Filter the rows below and copy out every line that contains the string "reed". Case matters when matching.

-- START OF RECORDS PROVIDED --

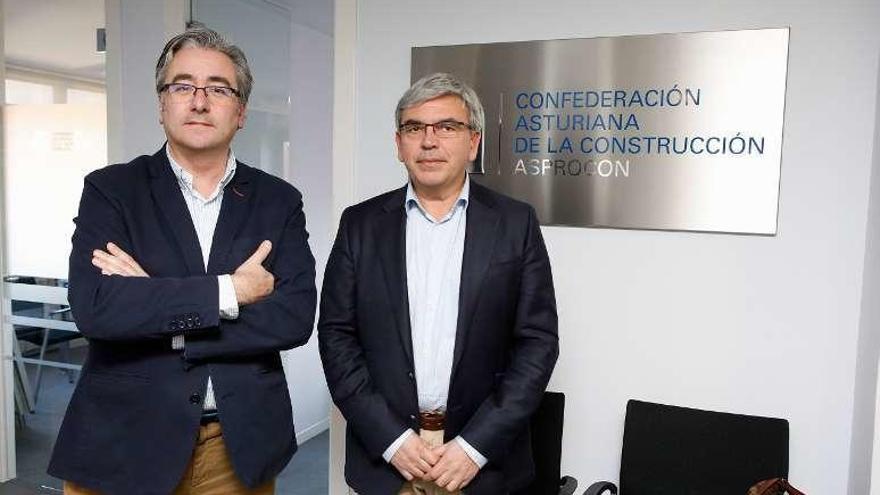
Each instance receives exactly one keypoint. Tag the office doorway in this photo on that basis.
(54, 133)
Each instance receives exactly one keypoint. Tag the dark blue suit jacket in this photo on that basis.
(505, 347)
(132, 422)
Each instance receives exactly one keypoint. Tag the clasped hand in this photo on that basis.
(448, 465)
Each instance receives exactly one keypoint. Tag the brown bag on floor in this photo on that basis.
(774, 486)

-- END OF RECORDS PROVIDED --
-- START OF RECORDS PROVIDED --

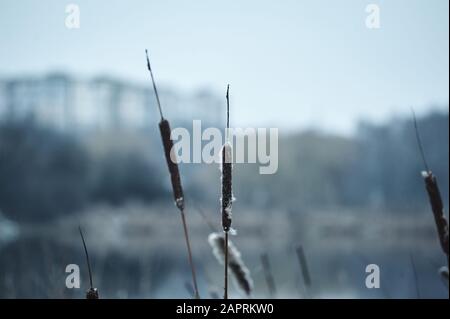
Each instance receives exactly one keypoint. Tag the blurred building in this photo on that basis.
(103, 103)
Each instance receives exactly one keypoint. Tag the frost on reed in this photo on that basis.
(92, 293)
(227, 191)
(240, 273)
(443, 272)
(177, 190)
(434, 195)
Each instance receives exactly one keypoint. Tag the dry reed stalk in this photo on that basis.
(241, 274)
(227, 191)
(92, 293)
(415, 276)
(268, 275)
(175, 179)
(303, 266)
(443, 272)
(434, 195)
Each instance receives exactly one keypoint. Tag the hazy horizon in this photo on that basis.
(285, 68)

-- END OF RECORDS PROVIDED --

> **OUTPUT OF THE TASK**:
Each instance receives exactly one keypoint. Tag the frost on reed in this photo on that basis.
Each instance receives exactly one keypoint. Tag the dry reed stalk in this photo on that basis.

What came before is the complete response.